Reputation: 13
I'm studying free of context grammar using the functional language Prolog. I'm trying to solve this exercise, but I'm in trouble designing a grammar to recognize the language.
We know that the language {aˆn bˆn cˆn | n e N} cannot be recognized by a free of context grammar. Even so, it is possible to recognize this language in Prolog, via attributes. Write a Prolog grammar that recognizes this language.
Could someone help me to write this grammar in Prolog?
Upvotes: 0
Views: 138
Reputation: 60034
By means of Peano arithmetic it's easy to implement the grammar in pure Prolog, for instance
an_bn_cn(N) --> count_seq(a,N), count_seq(b,N), count_seq(c,N).
count_seq(Terminal,s(N)) --> [Terminal], count_seq(Terminal,N).
count_seq(_,0) --> [].
Note that, strictly speaking, this would be more general than necessary, since the (synthetized) attribute N is computed on the generic production (count_seq//2), instead of the productions a,b,c. You may need to adapt the code to your requirements.
Testing in swi-prolog:
?- phrase(an_bn_cn(N),[a,a,b,b,c,c]).
N = s(s(0)) .
?- phrase(an_bn_cn(N),[a,a,b,b,c,c,c]).
false.
?- phrase(an_bn_cn(N),[a,a,b,b,c,c]).
N = s(s(0)) ;
false.
?- length(S,_),phrase(an_bn_cn(N),S).
S = [],
N = 0 ;
S = [a, b, c],
N = s(0) ;
S = [a, a, b, b, c, c],
N = s(s(0)) ;
S = [a, a, a, b, b, b, c, c, c],
N = s(s(s(0)))
Upvotes: 0
Reputation: 3059
The implementation can be found here.
:- op(150, fx, #).
start(N) --> as(N), bs(N), cs(N).
as(0) --> [].
as(N0) --> { #N0 #> 0, #N #= #N0-1 }, [a], as(N).
bs(0) --> [].
bs(N0) --> { #N0 #> 0, #N #= #N0-1 }, [b], bs(N).
cs(0) --> [].
cs(N0) --> { #N0 #> 0, #N #= #N0-1 }, [c], cs(N).
Then the query:
?- phrase(start(N), Cs).
N = 0, Cs = []
; N = 1, Cs = "abc"
; N = 2, Cs = "aabbcc"
Upvotes: 1

__Exercise 1__.
Could you duplicate the Prolog grammar thread word for word from "Reputation: 13" to "recognize the language."?
__Exercise 2__.
In the Prolog grammar thread, what kind of arithmetic does the first reply say makes the grammar easy to implement in pure Prolog?
__Exercise 3__.
Can you translate this sentence from the Prolog grammar thread into Spanish: "You may need to adapt the code to your requirements."
The material that follows has no connection to the Prolog grammar thread.

__Data excerpt__.
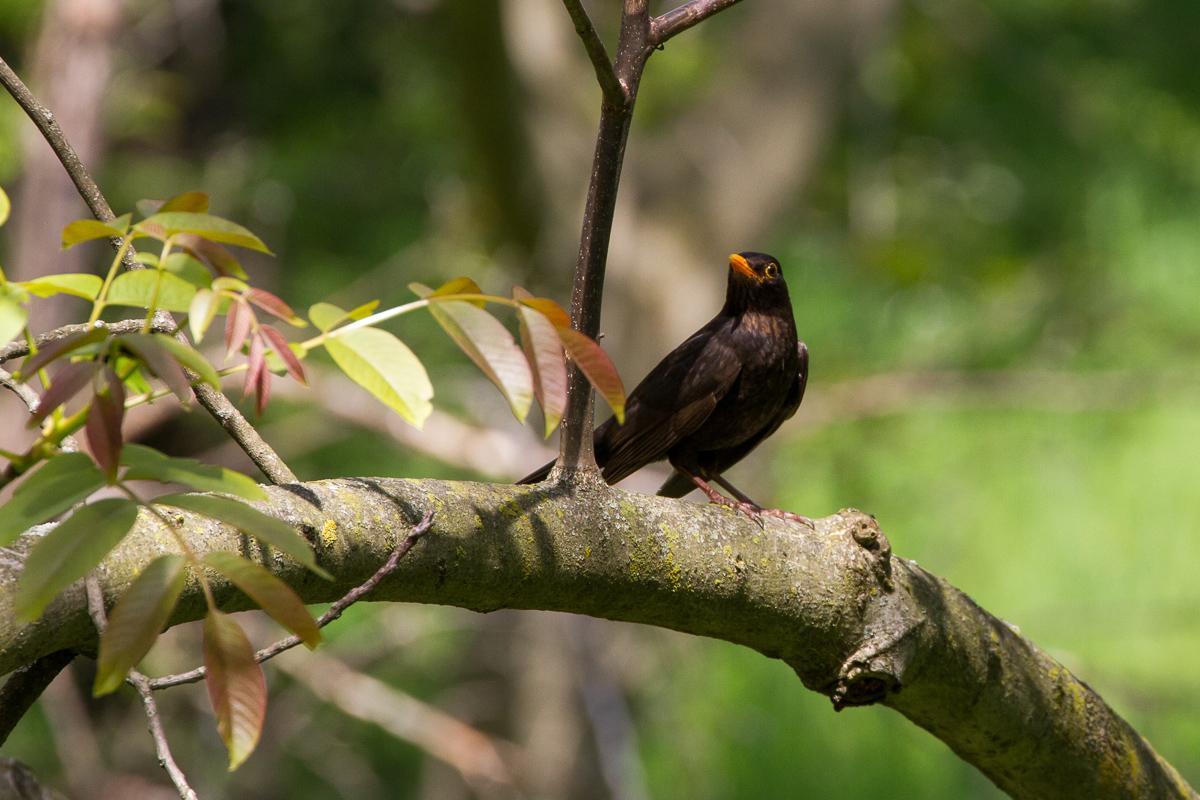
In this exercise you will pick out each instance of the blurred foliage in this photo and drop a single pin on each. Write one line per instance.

__Task result 1__.
Reputation: 13
I'm studying free of context grammar using the functional language Prolog. I'm trying to solve this exercise, but I'm in trouble designing a grammar to recognize the language.

__Task result 2__.
Peano arithmetic.

__Task result 3__.
Es posible que tengas que adaptar el código a tus requisitos.